**Document**
========================

This phase considers as an input the DNN design and the training dataset. In order to assure higher confidence in the DNN training, the NN developer shall follow good practices for coding (e.g. for high-criticality functionality only strongly typed languages may have to be permitted). Other M&M-s can be used to optimize the training. These include but are not limited to: cropping, subsampling, scaling, etc. Higher trust can also be achieved by defining and following criteria for the training platform (e.g. level of coherence with a final execution platform). The output artefact of this phase is a DNN model, which is the main input to the verification and validation phases.

Training Verification Phase

This phase is part of the training procedure with the main purpose of controlling and verifying it. Based on the validation dataset and predefined validation metrics, the evolving DNN model is verified after each epoch. A negative outcome of the verification may require changes in the training (e.g. resignation from subsampling), or may require changes of hyperparameters, defined during the design phase.

Design Verification

This phase aims at the verification of DNN by investigating possible problems related to the NN design. The NN developer shall evaluate the result of the training, using validation dataset, and assess possible problems that may have arisen due to bad design decisions (e.g., inappropriate activation function). The NN developer may request follow-up iterations over the epochs or, if needed, the redesign of NN hyperparameters (return to Design Phase).

NN Verification Phase

The IV&V (Independent Verification and Validation) engineer shall execute a set of tests, in order to judge on the success or failure of the NN generalization, brittleness, robustness or efficiency. The judgement should be primarily based on the measured accuracy of NN over the test data set and/or identified and/or generated adversarial examples and/or corner cases. Tests may also involve faults injection or endurance tests to measure sustainability of an NN.

NN Validation, Deployment, and Release

During this final phase the IV&V engineer shall assess whether the AI element complies with all product and trustworthiness requirements. The NN shall be then integrated with hardware and/or software libraries in order to be deployed in the overall system. The resulting AI element shall be validated while running on the target platform. The final objective of this phase is to calculate the UCI in order to assess compliance of the AI element with an initially assigned TPL. If the obtained UCI value does not correspond to the TPL level, redesign decisions either at the AI level (e.g., design changes, collection of additional data) or at the system level (e.g., introduction of a redundant element to decrease assigned TPL level) shall be planned and executed.

========================

**Record extracts**
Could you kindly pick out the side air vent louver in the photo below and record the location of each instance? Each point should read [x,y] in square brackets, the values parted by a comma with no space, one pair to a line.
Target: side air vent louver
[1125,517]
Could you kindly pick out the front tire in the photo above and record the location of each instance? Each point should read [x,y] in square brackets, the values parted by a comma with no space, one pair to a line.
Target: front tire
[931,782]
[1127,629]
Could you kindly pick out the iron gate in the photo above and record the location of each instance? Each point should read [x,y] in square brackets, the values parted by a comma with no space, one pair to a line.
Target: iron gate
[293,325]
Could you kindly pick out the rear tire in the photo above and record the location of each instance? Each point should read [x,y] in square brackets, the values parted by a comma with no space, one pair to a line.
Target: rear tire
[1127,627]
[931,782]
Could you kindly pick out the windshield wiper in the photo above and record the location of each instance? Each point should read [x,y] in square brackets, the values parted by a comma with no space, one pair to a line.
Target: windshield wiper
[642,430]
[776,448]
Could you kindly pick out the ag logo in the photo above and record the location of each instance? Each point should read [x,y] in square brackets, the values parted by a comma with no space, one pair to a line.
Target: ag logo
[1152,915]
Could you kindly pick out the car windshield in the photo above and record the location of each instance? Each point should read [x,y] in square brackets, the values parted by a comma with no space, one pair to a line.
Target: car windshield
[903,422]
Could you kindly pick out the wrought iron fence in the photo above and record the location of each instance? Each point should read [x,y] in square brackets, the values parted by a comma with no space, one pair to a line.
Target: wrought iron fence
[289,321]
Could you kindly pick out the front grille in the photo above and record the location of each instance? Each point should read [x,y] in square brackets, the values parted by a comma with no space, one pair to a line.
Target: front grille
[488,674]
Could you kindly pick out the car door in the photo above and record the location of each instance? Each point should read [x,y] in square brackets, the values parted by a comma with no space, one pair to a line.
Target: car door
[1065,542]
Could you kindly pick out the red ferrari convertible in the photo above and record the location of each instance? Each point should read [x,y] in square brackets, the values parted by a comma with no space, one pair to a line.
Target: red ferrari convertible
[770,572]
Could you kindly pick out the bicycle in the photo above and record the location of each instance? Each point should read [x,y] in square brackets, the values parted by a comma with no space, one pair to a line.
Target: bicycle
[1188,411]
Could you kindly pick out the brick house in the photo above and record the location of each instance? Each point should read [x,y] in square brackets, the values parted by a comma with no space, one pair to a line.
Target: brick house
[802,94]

========================

Carry on the text about neural network development phases, starting after its last sentence.

**Written response**
Practical Example

The objective of this section is to showcase the traversal over the proposed DNN process model for developing a Convolutional Neural Network (CNN) for pedestrian detection. The overall context for this use-case, i.e., the System of Interest (SoI) is a pedestrian collision avoidance system. This system entails several components, SW or HW based, among which there is the AI component with the main requirement to detect pedestrians (i.e., 2D bounding box detection of pedestrians) based on the analysis of video data acquired from a single camera.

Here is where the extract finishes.